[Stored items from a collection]
_ _ _ _ _

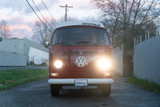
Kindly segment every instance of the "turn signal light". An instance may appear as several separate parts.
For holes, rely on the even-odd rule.
[[[110,76],[112,76],[112,73],[104,73],[104,76],[110,77]]]
[[[58,73],[51,73],[52,77],[58,77]]]

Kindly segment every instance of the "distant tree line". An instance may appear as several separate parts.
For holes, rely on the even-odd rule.
[[[155,35],[155,20],[160,16],[159,0],[93,0],[101,10],[100,20],[113,39],[113,47],[123,44],[133,50],[134,37]]]
[[[150,36],[156,35],[155,21],[160,16],[159,0],[92,0],[101,10],[100,21],[105,25],[112,37],[113,47],[124,45],[126,50],[133,54],[134,37],[145,35],[148,30]],[[68,18],[77,20],[76,18]],[[44,21],[45,22],[45,21]],[[37,21],[35,24],[33,38],[41,44],[45,44],[54,31],[56,21],[49,21],[53,28]],[[60,22],[64,22],[61,18]],[[143,39],[144,37],[142,37]]]
[[[8,38],[10,35],[9,25],[5,20],[0,21],[0,37]]]

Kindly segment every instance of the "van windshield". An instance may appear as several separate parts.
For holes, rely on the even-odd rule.
[[[52,45],[109,45],[109,39],[101,28],[66,27],[55,31]]]

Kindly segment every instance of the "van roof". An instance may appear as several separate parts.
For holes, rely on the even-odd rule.
[[[80,21],[68,21],[68,22],[63,22],[61,24],[58,24],[56,28],[60,27],[66,27],[66,26],[78,26],[78,25],[84,25],[84,26],[97,26],[97,27],[102,27],[104,28],[104,25],[102,23],[98,22],[80,22]]]

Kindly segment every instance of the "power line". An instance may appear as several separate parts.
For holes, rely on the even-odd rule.
[[[73,6],[67,6],[67,4],[65,6],[59,6],[59,7],[65,7],[65,17],[64,17],[64,21],[67,21],[67,8],[73,8]]]
[[[43,16],[43,14],[41,13],[41,11],[39,10],[39,8],[37,7],[37,5],[35,4],[34,0],[32,0],[33,4],[35,5],[35,7],[37,8],[37,10],[39,11],[39,13],[41,14],[41,16],[44,18],[44,20],[47,22],[47,24],[53,29],[52,25],[49,24],[49,22],[47,21],[47,19]]]
[[[48,11],[49,15],[52,17],[52,19],[54,19],[43,0],[42,0],[42,3],[44,5],[44,7],[46,8],[46,10]]]
[[[32,9],[32,11],[36,14],[36,16],[37,16],[38,19],[41,21],[41,23],[44,24],[50,32],[52,32],[52,31],[48,28],[48,26],[42,21],[42,19],[38,16],[38,14],[35,12],[35,10],[34,10],[33,7],[31,6],[31,4],[28,2],[28,0],[26,0],[26,2],[28,3],[28,5],[29,5],[30,8]]]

_ _ _ _ _

* TASK DIRECTIONS
Scan the entries above and show each line that contains the word "separate".

* TASK SOLUTION
Kindly segment every instance of the "turn signal light". An instance may appear as several separate parts.
Kindly segment every instance of the "distant tree line". An instance may appear as several separate parts.
Kindly segment every instance of the "van windshield". An instance may appear as several separate parts.
Kindly segment every instance of the "van roof". An instance may appear as several separate parts.
Kindly segment every instance of the "power line". An instance may appear as several separate parts.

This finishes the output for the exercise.